# Task objective
Reproduce word for word the stretch of the passage on endothelial cell motility from "Following VEGFR2 activation" through "(data not shown).".

Following VEGFR2 activation by VEGF, ECs acquire a pro-angiogenic phenotype characterized by increased cell motility and proliferation. Thus, the involvement of NeuAc in VEGF-dependent EC motility was evaluated in control and neuraminidase-treated HUVECs: VEGF induces an increase of HUVEC motility that is significantly reduced by neuraminidase treatment (Figure 4d). No effect was instead exerted by neuraminidase on basal cell motility, indicating that the enzymatic treatment does not cause a general impairment of the cell machinery. Accordingly, SNA inhibits HUVEC motility in response to VEGF whereas UEA-1 was ineffective (Figure 4e). In addition, SNA does not inhibit EC motility induced by the PKC-activating phorbol-12-myristate-13-acetate (PMA),32 further supporting the specificity of the effect (data not shown).

# The data
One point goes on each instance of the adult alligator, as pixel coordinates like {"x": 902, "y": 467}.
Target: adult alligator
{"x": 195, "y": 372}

# Response to the task
Following VEGFR2 activation by VEGF, ECs acquire a pro-angiogenic phenotype characterized by increased cell motility and proliferation. Thus, the involvement of NeuAc in VEGF-dependent EC motility was evaluated in control and neuraminidase-treated HUVECs: VEGF induces an increase of HUVEC motility that is significantly reduced by neuraminidase treatment (Figure 4d). No effect was instead exerted by neuraminidase on basal cell motility, indicating that the enzymatic treatment does not cause a general impairment of the cell machinery. Accordingly, SNA inhibits HUVEC motility in response to VEGF whereas UEA-1 was ineffective (Figure 4e). In addition, SNA does not inhibit EC motility induced by the PKC-activating phorbol-12-myristate-13-acetate (PMA),32 further supporting the specificity of the effect (data not shown).